[Data Boundary: Start]

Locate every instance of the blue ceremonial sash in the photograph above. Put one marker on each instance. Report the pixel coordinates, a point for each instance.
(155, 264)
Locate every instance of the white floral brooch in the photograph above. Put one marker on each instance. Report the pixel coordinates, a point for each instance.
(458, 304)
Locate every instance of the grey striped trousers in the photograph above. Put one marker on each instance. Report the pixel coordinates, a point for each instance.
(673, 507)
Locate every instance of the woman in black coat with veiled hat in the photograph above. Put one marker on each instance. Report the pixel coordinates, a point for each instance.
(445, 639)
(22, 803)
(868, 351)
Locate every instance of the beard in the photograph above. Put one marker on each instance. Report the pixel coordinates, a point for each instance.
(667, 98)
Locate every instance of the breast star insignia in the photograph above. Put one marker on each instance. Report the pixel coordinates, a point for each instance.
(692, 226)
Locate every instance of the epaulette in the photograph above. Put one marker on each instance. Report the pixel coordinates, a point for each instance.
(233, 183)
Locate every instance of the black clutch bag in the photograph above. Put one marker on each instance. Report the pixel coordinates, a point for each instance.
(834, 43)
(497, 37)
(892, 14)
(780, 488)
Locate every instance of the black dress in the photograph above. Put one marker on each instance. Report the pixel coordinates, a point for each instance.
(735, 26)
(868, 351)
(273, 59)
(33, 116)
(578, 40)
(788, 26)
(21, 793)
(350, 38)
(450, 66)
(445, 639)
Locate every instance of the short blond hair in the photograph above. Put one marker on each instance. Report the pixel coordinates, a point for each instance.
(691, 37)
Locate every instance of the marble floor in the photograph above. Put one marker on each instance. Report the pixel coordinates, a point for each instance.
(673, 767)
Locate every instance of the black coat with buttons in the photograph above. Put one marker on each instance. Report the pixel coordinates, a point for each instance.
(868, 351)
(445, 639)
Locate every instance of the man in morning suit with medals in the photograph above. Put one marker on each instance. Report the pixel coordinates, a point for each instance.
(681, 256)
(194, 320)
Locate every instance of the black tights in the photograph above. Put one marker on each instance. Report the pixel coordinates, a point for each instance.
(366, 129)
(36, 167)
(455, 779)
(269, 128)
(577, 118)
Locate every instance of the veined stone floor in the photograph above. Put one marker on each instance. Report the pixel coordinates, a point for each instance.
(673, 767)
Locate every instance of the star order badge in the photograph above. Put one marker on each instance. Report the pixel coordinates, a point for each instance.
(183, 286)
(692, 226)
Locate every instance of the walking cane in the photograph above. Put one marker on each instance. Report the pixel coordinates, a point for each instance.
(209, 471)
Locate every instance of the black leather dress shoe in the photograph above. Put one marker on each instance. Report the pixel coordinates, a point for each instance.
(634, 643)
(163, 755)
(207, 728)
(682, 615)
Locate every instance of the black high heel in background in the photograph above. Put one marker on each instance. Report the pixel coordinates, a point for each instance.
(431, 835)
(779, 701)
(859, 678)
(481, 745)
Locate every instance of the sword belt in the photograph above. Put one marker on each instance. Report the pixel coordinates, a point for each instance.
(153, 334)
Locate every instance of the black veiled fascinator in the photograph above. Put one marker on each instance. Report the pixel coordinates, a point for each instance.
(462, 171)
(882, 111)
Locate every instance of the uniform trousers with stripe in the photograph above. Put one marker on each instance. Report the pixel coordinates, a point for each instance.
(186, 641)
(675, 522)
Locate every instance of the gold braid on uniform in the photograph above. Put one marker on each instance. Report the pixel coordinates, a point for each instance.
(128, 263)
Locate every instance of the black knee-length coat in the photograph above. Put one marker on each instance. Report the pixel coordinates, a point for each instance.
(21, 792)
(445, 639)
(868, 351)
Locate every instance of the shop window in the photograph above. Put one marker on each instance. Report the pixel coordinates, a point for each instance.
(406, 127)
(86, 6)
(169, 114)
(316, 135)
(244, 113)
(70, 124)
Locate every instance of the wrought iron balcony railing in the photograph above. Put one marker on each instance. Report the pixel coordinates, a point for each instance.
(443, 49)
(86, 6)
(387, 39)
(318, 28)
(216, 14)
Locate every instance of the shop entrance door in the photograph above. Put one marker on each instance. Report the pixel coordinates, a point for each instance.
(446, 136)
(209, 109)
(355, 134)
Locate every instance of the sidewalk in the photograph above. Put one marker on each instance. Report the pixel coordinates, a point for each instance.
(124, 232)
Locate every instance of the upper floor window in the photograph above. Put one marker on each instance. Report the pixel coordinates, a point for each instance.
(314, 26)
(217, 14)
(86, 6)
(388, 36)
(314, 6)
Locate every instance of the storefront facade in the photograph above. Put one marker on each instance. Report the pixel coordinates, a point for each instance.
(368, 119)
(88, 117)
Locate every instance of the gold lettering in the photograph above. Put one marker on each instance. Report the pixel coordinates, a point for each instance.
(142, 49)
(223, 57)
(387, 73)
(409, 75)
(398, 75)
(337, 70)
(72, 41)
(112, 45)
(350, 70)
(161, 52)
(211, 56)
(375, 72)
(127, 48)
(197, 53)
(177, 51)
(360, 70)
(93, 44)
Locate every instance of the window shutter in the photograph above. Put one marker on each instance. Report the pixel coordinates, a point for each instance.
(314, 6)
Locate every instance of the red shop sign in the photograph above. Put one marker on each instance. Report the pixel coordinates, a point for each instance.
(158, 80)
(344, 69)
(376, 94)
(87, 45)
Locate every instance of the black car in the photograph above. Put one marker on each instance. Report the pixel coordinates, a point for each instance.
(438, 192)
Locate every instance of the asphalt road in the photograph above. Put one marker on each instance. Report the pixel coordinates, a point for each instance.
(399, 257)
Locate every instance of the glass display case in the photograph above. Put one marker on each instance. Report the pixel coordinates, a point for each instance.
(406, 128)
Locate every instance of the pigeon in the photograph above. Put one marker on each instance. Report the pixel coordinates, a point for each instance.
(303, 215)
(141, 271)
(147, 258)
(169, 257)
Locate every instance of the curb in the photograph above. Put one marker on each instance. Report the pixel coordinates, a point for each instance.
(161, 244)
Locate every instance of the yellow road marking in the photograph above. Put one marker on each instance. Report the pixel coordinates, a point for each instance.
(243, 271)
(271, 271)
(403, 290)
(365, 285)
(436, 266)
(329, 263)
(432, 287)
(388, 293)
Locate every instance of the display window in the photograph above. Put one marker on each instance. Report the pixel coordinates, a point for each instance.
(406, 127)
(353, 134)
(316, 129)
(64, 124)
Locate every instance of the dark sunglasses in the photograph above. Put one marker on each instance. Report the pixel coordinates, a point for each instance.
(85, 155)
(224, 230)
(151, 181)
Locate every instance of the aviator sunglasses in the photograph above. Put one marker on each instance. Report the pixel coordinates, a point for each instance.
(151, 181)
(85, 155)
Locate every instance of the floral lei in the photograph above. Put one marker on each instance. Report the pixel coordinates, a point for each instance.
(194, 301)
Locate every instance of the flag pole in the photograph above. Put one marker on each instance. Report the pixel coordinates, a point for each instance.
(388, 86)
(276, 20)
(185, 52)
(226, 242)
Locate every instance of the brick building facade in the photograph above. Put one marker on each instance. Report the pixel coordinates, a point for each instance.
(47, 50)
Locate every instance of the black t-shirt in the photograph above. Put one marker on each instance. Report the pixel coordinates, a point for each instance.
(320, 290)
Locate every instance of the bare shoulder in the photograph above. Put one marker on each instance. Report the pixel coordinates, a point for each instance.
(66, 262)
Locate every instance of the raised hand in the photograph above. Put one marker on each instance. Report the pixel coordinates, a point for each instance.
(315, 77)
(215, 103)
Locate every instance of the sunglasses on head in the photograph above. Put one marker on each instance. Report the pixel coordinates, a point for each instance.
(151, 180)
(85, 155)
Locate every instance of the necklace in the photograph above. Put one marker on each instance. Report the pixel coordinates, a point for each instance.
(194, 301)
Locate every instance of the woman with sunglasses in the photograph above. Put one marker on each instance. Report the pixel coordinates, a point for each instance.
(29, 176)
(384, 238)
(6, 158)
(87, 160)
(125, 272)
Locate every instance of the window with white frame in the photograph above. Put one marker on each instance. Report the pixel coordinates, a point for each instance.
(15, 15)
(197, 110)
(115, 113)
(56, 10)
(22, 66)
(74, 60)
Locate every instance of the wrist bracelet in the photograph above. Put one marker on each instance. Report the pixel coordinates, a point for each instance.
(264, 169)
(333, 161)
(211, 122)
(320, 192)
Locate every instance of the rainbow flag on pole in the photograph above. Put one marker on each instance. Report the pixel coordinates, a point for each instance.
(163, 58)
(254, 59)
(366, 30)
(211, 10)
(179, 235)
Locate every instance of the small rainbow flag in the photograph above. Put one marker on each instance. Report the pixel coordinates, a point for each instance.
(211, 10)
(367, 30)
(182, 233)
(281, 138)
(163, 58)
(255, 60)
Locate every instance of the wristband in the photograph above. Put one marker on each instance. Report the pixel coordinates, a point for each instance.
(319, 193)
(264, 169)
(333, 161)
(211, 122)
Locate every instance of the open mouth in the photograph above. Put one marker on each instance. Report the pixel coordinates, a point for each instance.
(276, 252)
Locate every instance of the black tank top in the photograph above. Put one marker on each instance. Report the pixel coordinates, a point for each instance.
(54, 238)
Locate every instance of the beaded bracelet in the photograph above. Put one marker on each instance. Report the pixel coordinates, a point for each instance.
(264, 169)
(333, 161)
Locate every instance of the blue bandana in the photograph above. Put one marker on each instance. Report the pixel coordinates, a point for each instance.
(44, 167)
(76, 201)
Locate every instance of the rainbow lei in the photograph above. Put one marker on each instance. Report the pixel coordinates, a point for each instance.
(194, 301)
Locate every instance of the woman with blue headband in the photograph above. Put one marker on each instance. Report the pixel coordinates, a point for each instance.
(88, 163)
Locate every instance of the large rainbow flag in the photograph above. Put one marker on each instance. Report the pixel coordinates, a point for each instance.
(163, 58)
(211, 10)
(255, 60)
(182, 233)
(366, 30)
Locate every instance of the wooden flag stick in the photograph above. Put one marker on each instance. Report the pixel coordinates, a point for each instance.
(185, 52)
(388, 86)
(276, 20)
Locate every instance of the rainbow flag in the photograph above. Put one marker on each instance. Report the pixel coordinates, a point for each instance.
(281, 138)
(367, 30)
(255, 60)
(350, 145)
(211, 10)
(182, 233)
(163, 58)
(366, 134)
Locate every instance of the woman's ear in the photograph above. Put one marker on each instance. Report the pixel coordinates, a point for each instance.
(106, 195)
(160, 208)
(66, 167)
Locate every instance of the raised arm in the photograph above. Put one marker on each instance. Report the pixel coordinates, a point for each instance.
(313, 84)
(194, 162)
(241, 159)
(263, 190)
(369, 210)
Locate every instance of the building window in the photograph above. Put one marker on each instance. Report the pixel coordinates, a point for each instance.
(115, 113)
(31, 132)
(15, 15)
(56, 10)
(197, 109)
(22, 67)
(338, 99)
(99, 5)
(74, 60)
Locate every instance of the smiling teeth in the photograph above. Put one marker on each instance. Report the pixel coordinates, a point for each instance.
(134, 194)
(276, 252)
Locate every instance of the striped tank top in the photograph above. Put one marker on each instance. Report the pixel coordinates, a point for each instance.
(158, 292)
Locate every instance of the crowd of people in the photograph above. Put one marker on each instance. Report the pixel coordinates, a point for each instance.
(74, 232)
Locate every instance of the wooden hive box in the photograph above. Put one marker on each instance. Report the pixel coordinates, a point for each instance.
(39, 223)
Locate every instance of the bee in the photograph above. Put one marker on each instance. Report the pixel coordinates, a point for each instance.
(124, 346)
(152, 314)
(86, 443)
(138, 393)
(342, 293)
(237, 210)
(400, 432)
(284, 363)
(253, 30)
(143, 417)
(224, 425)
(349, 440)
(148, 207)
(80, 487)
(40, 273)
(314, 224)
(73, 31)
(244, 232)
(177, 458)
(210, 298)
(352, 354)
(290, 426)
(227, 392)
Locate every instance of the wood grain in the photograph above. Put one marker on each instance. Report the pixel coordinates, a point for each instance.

[Data Boundary: End]

» What is required:
The lines wanted are those from the one holding "Locate every instance of the building" through the final line of the listing; print them exactly.

» Solution for this task:
Locate every instance of the building window in the photograph above. Put one marker on each instance. Report the pixel coordinates, a point for each instance.
(115, 113)
(31, 132)
(15, 15)
(56, 10)
(197, 109)
(22, 67)
(338, 99)
(99, 5)
(74, 60)
Locate every instance of the smiling teeth in the photograph above. Put one marker on each instance. Report the pixel coordinates, a point for each instance.
(134, 194)
(276, 252)
Locate every instance of the striped tank top in the photograph above. Put one marker on each instance. Report the pixel coordinates, a point for each instance.
(158, 292)
Locate every instance of the crowd of people in the photograph above. Put one marker on each instance. Report the pixel coordinates, a point for each instance.
(74, 232)
Locate every instance of the wooden hive box in the photograph above. Put one marker on each instance. Report the pixel coordinates, a point for each instance.
(39, 223)
Locate every instance of the bee in the photograph above. Put one marker on each instance. Report the pixel coordinates, a point for each instance.
(124, 346)
(152, 314)
(86, 443)
(138, 393)
(342, 293)
(237, 210)
(400, 432)
(284, 363)
(253, 30)
(143, 417)
(224, 425)
(349, 440)
(148, 207)
(80, 487)
(40, 273)
(314, 224)
(73, 31)
(244, 232)
(177, 458)
(210, 298)
(352, 354)
(290, 426)
(227, 392)
Locate every instance of the wood grain in the photograph above. Put one marker on each instance. Report the pixel coordinates, a point for each instance.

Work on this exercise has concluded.